What needs to be done — Tally the lines in the listing below that contain the string "purple", and reply with only that number.

Exercise materials —
__________________________________________________
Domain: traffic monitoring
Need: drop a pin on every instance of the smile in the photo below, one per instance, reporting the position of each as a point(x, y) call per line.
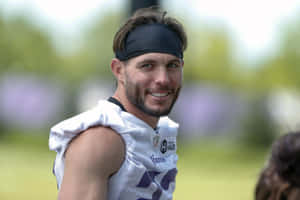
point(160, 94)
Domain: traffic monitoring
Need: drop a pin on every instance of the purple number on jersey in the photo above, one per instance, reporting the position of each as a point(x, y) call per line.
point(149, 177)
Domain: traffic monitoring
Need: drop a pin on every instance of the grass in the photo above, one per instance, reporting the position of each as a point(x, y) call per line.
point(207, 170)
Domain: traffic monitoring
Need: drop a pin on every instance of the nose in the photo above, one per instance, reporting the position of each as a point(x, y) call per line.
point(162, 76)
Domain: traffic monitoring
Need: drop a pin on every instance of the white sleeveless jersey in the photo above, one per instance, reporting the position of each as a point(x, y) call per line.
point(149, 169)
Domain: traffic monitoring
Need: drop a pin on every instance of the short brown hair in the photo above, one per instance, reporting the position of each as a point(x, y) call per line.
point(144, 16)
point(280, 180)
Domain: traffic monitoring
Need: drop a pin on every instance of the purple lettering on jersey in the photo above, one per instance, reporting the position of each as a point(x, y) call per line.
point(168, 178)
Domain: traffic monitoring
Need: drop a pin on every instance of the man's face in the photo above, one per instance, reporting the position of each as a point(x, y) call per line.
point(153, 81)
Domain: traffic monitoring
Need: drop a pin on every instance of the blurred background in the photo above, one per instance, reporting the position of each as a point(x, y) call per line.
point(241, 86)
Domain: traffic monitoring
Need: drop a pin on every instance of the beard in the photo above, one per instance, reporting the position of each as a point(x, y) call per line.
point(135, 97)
__________________________________________________
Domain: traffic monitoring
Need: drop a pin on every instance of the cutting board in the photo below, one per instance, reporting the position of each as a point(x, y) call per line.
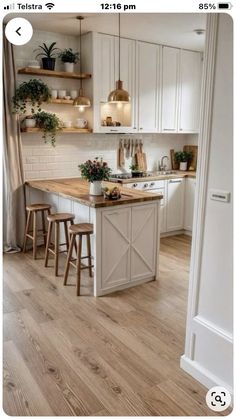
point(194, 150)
__________________________________________________
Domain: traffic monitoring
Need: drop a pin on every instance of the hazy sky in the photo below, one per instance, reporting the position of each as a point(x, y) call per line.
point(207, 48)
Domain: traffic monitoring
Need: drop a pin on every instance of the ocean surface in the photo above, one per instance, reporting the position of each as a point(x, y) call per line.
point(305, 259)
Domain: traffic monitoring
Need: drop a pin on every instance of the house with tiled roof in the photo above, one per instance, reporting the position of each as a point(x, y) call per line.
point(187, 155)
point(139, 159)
__________________________________________________
Right answer — 2